* Conjunto de registros *
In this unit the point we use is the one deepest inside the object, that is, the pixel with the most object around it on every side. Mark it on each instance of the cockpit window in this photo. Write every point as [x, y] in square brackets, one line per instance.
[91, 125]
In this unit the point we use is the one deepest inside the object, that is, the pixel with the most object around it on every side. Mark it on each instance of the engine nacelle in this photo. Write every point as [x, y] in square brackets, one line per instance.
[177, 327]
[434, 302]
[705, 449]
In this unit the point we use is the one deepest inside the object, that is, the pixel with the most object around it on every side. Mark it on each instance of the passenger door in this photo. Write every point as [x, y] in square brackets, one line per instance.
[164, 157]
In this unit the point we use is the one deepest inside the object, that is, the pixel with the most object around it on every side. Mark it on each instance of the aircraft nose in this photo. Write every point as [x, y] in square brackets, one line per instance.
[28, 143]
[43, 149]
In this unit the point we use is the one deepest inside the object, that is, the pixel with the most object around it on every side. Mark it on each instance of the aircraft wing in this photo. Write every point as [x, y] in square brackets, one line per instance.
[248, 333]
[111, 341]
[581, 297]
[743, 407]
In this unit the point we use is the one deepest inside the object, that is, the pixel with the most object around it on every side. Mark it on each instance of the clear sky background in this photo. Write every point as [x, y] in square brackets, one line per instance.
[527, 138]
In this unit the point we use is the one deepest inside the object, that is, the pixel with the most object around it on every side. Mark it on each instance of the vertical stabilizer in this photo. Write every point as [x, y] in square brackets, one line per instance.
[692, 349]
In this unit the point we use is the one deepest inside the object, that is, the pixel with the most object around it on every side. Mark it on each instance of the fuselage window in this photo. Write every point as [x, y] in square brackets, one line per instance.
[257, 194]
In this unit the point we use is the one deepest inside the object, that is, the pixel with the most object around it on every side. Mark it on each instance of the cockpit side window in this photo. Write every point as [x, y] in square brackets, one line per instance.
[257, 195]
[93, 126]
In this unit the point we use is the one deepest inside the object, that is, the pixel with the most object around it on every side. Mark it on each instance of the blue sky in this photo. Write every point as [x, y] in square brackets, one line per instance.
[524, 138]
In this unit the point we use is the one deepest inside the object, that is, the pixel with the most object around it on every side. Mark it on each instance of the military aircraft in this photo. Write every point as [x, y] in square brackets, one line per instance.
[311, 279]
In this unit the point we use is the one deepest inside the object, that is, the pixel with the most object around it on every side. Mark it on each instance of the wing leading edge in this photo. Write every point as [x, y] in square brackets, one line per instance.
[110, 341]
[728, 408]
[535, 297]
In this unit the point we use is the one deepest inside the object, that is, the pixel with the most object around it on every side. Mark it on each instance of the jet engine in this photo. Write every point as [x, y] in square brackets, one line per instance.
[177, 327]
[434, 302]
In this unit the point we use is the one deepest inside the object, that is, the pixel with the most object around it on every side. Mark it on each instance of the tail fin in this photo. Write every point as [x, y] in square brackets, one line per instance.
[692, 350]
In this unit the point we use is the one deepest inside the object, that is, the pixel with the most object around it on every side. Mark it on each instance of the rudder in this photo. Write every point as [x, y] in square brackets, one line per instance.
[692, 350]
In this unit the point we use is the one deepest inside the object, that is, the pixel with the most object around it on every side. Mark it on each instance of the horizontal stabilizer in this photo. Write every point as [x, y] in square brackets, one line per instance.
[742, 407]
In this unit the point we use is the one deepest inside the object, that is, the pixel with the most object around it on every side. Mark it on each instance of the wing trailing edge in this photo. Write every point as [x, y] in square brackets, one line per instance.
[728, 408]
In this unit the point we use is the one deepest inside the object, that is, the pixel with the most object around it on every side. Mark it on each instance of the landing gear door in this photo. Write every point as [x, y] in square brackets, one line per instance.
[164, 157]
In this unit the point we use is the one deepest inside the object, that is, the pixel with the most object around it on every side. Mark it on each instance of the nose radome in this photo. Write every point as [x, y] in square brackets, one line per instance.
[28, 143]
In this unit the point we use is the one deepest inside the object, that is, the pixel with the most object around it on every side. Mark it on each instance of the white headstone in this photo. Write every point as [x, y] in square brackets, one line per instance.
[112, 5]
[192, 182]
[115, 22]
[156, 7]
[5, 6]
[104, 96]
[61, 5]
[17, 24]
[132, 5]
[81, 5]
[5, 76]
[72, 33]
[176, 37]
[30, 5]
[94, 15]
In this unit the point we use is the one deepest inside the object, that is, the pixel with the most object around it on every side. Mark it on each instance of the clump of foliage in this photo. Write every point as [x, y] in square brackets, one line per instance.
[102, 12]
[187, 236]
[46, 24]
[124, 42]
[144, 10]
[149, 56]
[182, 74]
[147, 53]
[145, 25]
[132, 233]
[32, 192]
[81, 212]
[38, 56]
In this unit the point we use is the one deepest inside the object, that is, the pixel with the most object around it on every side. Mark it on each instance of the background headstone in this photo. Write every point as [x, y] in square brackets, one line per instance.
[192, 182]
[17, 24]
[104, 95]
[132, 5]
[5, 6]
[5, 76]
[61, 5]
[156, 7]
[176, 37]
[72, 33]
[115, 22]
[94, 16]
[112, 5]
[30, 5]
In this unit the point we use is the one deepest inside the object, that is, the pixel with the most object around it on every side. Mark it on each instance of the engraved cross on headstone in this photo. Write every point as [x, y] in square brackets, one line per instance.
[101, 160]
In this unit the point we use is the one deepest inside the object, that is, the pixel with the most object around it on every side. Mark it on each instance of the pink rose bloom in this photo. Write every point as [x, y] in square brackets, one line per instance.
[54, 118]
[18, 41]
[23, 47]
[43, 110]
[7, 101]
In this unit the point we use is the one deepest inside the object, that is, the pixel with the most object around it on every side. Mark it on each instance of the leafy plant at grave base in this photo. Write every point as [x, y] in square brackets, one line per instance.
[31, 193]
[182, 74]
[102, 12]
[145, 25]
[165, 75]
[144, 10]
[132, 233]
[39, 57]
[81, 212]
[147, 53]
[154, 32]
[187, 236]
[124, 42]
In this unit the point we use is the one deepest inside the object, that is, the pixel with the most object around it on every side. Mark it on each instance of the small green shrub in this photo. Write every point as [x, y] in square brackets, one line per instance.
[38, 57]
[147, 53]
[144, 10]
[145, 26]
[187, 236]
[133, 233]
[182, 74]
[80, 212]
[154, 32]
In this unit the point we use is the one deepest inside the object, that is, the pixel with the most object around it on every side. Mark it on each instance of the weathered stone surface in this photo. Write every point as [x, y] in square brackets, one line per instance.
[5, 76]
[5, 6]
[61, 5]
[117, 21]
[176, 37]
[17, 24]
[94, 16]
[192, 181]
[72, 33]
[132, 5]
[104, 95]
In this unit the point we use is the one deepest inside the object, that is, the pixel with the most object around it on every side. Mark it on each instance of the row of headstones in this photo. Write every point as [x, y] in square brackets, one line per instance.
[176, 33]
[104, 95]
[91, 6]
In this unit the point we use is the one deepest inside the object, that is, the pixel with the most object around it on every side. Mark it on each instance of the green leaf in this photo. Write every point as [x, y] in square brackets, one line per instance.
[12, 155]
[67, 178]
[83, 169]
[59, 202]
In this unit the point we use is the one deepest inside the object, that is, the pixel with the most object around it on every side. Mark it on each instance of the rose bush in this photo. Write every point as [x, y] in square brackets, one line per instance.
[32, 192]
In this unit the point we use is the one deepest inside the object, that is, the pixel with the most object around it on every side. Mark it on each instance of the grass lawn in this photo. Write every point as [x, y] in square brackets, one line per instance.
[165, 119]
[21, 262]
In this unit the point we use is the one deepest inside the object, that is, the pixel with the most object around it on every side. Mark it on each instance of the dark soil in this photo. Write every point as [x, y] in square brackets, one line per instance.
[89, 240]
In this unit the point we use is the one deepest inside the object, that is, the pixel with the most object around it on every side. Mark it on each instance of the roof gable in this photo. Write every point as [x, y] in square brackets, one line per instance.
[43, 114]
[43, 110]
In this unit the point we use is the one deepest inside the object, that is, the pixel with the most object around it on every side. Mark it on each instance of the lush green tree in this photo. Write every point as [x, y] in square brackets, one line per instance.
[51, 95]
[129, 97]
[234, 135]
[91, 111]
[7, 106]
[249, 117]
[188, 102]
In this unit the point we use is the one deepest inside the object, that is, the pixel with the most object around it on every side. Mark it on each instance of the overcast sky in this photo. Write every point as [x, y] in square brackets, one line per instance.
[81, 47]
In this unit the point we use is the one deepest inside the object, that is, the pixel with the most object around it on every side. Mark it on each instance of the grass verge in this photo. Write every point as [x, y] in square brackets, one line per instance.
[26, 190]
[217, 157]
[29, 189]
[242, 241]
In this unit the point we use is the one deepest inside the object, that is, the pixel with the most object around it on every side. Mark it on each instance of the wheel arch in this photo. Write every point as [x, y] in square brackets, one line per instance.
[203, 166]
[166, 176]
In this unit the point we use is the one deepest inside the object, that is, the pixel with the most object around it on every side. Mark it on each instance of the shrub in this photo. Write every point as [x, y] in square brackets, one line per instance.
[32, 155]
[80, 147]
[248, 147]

* Tarefa a resolver *
Reescreva em forma de lista numerada tudo o que vai da linha que contém "of the shrub" até o fim dos registros, sem incluir linhas em branco.

* Resposta da tarefa *
1. In this unit the point we use is the one deepest inside the object, that is, the pixel with the most object around it on every side. Mark it on each instance of the shrub in this photo. Write every point as [x, y] in square brackets, one line per instance.
2. [32, 155]
3. [80, 147]
4. [248, 147]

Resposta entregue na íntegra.